Items listed in a dataset

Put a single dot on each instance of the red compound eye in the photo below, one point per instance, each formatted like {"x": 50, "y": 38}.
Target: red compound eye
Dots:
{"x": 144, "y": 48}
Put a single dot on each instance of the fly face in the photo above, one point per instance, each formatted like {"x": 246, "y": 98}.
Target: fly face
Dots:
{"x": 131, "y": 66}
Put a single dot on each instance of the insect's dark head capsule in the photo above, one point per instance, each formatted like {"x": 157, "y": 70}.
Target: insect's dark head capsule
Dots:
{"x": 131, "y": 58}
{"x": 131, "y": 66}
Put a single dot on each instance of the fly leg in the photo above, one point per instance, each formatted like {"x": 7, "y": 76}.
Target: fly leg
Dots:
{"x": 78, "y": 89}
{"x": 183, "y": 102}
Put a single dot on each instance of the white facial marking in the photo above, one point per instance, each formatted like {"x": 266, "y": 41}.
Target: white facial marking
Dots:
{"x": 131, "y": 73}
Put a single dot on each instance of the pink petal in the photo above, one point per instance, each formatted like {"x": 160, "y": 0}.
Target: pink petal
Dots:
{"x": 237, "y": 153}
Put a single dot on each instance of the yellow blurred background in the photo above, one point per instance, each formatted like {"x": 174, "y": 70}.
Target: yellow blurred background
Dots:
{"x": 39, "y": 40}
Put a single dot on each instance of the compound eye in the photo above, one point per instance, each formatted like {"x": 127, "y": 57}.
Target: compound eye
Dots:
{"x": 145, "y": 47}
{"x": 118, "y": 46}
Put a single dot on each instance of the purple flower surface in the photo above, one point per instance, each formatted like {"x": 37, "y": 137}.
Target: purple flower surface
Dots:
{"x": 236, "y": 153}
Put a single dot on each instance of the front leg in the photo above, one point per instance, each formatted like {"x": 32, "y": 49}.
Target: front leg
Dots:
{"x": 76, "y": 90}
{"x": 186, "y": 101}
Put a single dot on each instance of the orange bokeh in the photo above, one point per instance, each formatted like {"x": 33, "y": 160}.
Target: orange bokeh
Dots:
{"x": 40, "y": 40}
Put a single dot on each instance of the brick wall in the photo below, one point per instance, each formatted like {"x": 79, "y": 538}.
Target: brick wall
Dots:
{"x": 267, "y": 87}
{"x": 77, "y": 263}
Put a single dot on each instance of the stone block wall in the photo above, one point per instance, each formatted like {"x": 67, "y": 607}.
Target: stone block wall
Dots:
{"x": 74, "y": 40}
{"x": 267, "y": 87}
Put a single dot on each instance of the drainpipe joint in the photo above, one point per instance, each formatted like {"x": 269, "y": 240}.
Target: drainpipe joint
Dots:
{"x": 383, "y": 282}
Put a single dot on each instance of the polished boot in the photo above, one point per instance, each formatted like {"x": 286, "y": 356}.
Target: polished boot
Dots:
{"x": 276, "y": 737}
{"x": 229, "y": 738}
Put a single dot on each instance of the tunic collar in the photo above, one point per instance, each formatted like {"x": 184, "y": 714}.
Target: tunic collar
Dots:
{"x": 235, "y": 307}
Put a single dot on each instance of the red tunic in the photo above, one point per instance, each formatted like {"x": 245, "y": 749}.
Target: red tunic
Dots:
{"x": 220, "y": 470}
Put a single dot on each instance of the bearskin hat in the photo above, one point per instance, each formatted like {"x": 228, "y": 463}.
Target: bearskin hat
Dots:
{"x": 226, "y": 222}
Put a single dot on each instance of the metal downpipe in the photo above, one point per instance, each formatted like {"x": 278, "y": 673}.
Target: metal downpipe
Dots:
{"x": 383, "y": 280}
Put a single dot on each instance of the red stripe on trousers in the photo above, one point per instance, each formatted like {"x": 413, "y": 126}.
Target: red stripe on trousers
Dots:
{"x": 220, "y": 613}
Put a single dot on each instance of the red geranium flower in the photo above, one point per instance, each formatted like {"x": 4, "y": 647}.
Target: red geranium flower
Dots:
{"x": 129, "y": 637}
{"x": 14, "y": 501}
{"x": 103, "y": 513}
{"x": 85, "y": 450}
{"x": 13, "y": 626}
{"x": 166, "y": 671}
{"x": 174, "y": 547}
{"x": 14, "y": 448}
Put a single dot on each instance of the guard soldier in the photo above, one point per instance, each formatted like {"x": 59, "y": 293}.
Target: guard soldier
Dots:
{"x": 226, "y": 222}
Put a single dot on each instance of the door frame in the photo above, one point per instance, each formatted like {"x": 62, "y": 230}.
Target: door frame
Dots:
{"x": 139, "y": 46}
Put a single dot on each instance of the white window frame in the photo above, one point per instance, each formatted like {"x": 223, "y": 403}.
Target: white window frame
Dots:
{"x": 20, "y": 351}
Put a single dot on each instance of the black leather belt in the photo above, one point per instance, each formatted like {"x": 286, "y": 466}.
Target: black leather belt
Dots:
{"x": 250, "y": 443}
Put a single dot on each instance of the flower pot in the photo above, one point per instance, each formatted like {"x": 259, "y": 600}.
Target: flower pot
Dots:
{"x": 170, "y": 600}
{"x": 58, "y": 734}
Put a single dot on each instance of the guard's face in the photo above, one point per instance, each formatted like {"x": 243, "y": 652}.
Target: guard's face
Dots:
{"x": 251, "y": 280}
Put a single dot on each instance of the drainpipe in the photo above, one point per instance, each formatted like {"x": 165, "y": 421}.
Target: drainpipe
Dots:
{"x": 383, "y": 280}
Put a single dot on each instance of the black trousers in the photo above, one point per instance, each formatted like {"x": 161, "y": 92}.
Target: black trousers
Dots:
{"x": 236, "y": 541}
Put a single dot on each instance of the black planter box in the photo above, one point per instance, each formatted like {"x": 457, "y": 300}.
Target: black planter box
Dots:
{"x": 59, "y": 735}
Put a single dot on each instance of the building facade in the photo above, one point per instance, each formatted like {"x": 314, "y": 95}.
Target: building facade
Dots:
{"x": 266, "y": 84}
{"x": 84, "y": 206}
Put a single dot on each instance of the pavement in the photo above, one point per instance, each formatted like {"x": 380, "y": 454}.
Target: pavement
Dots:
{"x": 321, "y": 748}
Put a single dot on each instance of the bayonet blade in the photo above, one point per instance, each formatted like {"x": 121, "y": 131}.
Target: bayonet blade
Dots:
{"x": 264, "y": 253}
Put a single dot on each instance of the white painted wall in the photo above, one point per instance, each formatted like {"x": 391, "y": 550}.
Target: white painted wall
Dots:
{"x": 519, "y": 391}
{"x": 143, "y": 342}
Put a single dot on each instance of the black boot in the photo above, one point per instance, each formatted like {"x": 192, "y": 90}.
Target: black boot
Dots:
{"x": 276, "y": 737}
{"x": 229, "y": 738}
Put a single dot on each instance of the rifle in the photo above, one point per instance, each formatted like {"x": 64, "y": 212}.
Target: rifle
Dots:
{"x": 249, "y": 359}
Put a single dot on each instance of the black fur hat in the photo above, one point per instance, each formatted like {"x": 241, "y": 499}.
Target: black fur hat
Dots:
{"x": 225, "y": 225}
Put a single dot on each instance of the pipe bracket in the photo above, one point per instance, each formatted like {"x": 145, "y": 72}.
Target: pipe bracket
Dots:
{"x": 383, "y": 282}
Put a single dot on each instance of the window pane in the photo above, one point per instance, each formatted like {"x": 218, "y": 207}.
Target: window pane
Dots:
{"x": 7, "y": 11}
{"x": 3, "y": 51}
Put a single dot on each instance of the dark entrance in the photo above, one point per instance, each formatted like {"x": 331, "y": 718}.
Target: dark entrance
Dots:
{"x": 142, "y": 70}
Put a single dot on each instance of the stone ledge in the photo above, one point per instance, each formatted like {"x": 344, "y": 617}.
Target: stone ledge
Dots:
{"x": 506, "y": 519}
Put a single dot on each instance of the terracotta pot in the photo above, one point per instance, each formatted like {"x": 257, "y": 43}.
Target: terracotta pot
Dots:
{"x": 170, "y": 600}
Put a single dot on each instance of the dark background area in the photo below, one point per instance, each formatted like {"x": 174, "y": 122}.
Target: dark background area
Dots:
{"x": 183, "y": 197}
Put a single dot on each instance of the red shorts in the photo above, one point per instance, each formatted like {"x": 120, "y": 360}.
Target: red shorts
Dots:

• _CHALLENGE_: Write out, word for word, every line from the one containing "Put a single dot on each instance of the window" through the last line of the records above.

• _COMPLETE RESPONSE_:
Put a single dot on each instance of the window pane in the photo above, one point per instance, each formatted like {"x": 218, "y": 207}.
Target: window pane
Dots:
{"x": 7, "y": 11}
{"x": 3, "y": 51}
Put a single dot on each instance of the dark entrance in the photo above, one point per instance, each formatted like {"x": 331, "y": 718}.
Target: dark entrance
Dots:
{"x": 142, "y": 70}
Put a single dot on each instance of the stone ledge in the photo above, one point per instance, each formatted like {"x": 344, "y": 617}.
Target: stone ledge
Dots:
{"x": 506, "y": 519}
Put a single dot on each instance of the terracotta pot in the photo above, one point per instance, each formatted like {"x": 257, "y": 43}.
Target: terracotta pot
Dots:
{"x": 170, "y": 600}
Put a single dot on each instance of the dark background area in the photo below, one point per instance, each formatted like {"x": 174, "y": 122}.
Target: dark background area
Dots:
{"x": 183, "y": 197}
Put a single dot on each instance of the red shorts in the photo above, one point per instance, each formatted like {"x": 120, "y": 360}.
Target: red shorts
Dots:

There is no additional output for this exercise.